--- START OF Extract ---

First of all, it is important that each system belongs only to its own functional specialization in a specific area of action; what take place in it (economic behaviour is something other than religion or intimate relations, etc.; to each of these types of behaviour a different significance is attributed and another goal is followed). Each subsystems contribute, due to its functional specialization, in a different way to the reproduction of society. Despite their heterogeneity, subsystems are equivalent in that respect that they are all necessary for this reproduction and it can be said even irreplaceable if society is to retain its character.
The mutual unity of these subsystems is formed by relationships based on a combination of their functional closure, and at the same time their openness towards the environment. This means that the modern society represents a differentiated unity, i.e. a whole consisting of functionally dependent (i.e. on functions of other dependent systems) and at the same time autonomous partial systems. Autonomy and dependence are here in a mutually potentiated, graduated ratio; even though partial systems have the relative independence, the collapse of one of them can have fatal consequences for the societal system as a whole.

--- END OF Extract ---
--- START OF Dataset entries ---

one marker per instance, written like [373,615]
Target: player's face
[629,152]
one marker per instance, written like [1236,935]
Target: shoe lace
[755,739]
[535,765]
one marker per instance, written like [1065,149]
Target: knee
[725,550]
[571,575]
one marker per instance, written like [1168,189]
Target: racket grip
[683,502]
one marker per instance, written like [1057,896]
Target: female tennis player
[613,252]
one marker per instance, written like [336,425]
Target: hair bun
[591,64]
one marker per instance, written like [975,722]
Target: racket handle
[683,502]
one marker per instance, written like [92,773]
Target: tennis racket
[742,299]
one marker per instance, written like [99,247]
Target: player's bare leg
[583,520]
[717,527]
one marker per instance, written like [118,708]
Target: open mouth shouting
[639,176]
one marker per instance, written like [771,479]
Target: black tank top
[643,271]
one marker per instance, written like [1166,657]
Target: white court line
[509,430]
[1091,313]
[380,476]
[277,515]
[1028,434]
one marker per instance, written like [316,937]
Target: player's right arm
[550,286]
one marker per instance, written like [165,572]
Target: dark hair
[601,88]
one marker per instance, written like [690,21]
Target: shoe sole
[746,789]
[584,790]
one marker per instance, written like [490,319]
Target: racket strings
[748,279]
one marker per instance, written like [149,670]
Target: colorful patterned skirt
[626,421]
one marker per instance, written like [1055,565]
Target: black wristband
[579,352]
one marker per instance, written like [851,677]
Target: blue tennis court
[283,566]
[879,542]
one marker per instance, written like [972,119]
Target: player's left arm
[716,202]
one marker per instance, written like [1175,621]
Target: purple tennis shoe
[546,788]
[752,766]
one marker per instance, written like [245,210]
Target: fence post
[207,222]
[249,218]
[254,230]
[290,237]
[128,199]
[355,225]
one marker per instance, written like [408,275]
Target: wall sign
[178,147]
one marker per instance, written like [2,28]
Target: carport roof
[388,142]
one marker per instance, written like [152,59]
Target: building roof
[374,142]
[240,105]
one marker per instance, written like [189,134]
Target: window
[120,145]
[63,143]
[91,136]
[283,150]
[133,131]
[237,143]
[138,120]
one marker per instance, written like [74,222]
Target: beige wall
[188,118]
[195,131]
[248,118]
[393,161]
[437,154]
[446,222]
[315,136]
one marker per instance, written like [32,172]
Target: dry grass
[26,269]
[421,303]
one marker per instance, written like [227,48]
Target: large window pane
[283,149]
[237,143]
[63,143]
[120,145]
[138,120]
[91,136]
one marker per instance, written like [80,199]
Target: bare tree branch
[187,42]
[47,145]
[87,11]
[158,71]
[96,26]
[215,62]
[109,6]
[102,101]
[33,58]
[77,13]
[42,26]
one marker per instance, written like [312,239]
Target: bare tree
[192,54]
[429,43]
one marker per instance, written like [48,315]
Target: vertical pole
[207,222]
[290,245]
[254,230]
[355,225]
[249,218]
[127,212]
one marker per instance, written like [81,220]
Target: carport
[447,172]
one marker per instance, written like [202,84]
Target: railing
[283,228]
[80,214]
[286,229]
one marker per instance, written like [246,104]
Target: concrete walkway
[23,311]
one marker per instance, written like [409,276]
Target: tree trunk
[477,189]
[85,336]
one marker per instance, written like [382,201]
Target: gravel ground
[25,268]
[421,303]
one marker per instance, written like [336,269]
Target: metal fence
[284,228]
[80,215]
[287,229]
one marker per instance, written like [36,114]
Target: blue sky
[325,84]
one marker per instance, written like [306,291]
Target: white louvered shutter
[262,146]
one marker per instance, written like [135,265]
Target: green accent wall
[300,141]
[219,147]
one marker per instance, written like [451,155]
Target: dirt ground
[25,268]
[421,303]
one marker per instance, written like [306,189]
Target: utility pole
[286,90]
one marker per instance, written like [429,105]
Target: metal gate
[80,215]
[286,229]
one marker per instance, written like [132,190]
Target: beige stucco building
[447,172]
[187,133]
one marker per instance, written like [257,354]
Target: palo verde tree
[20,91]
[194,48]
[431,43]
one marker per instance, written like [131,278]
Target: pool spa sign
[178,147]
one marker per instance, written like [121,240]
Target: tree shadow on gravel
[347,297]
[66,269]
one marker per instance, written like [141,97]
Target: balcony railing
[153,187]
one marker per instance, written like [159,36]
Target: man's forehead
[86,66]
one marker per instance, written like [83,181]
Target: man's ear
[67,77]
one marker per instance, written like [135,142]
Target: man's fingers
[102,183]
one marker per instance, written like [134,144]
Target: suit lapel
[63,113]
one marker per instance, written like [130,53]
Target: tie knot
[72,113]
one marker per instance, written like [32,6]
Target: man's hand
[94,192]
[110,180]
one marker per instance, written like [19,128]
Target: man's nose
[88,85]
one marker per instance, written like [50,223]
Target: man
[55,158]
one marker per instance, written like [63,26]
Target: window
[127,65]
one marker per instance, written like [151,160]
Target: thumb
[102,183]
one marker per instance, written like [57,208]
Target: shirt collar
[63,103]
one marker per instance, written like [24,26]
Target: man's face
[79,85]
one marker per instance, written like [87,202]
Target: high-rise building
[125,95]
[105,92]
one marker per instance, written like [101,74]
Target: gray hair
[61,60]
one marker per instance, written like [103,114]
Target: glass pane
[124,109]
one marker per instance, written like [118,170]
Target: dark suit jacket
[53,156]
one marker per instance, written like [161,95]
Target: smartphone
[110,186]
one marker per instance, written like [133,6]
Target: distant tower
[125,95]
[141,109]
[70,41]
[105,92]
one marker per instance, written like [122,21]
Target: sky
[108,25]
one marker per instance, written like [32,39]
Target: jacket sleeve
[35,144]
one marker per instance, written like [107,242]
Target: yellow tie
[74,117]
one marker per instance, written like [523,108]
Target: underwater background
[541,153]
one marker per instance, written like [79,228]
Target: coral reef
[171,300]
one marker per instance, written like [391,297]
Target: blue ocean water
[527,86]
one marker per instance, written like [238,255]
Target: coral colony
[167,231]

--- END OF Dataset entries ---

To-do list |
[a] Report every line of the rows that contains the string "carport".
[b] Pick up the passage on social subsystems after its last sentence and continue it.
The passage on social subsystems and the rows come from unrelated sources.

Results in order |
[a]
Target: carport roof
Target: carport

[b]
Symbolically generalized communication media
The condition of the existence of social systems is communication. For this reason, systems create mechanisms to stabilize communication processes. Luhmann, in this context (inspired by Parsons), uses the concept of symbolically generalized communication media, which, however, cannot be narrowed down to commonly understood means of mass communication, as they concern such media such as power, money, law, faith, or knowledge. Luhmann considers the differentiation of individual communication areas, such as politics, economy, law, religion, science, but also education, art, or intimate relationships, as one of the main features of the social evolution, along with the appropriate communication media.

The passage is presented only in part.